Point annotation data
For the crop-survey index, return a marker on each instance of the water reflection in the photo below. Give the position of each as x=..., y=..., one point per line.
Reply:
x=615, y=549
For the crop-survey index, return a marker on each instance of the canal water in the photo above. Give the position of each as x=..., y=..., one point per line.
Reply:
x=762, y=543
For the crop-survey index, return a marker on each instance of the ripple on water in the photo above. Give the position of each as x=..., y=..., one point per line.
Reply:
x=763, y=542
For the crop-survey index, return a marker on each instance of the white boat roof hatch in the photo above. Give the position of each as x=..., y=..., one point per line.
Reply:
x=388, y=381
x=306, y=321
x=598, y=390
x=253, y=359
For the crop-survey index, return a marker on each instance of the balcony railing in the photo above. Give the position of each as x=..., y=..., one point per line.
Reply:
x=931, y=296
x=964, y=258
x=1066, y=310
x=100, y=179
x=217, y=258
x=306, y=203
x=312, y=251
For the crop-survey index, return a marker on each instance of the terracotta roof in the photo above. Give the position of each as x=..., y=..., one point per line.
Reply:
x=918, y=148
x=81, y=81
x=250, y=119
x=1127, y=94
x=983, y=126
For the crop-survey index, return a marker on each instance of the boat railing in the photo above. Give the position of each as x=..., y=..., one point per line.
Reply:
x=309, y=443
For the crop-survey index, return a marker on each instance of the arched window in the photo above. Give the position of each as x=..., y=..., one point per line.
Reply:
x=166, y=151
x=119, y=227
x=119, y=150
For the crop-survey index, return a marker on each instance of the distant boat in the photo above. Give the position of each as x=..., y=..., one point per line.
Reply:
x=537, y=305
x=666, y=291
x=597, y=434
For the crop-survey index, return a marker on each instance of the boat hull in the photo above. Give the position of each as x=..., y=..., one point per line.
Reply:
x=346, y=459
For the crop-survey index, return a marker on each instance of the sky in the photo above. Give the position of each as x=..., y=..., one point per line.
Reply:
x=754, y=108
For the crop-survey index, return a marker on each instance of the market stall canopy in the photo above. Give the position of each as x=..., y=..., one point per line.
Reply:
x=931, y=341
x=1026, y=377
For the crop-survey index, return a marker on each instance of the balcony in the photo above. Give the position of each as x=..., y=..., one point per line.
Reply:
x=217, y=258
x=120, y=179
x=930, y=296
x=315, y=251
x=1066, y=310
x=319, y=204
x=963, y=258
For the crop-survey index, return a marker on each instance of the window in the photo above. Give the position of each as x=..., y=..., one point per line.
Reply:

- **Aim of the exercise**
Write out the rows above word for word, from the start of the rows through the line that contains "x=119, y=150".

- **Output**
For the crop-survey index, return a marker on each instance of the water reflection in the photo below. Give the position of each as x=..., y=..., one point per line.
Reply:
x=615, y=549
For the crop-survey index, return a marker on each instance of the canal water in the photo above. Give the position of each as x=..., y=..., one point per line.
Reply:
x=762, y=543
For the crop-survey index, return a marker on each instance of the ripple on water in the photo above. Give the position of each as x=..., y=..., one point per line.
Reply:
x=763, y=542
For the crop-survey index, return a marker on each instance of the white boat roof hatch in the photo above. Give the position of each as x=..., y=..., one point per line.
Reply:
x=388, y=381
x=306, y=321
x=598, y=390
x=253, y=359
For the crop-survey index, return a marker on each instance of the balcony railing in the photo above. Give the position of each as x=..., y=..., one point per line.
Reply:
x=931, y=296
x=964, y=258
x=1066, y=310
x=100, y=179
x=217, y=258
x=306, y=203
x=312, y=251
For the crop-survey index, return a marker on each instance of the terracotta roof in the photo above. Give the position of each as x=..., y=..., one point per line.
Reply:
x=918, y=148
x=81, y=81
x=250, y=119
x=1127, y=94
x=983, y=126
For the crop-survey index, return a marker on each instance of the boat railing in the photo above. Give the position of each as x=..., y=..., one point per line.
Reply:
x=309, y=443
For the crop-survey index, return a marker on each instance of the arched window in the photo above. Give the position of each as x=..., y=..., one point per line.
Reply:
x=166, y=151
x=119, y=227
x=119, y=150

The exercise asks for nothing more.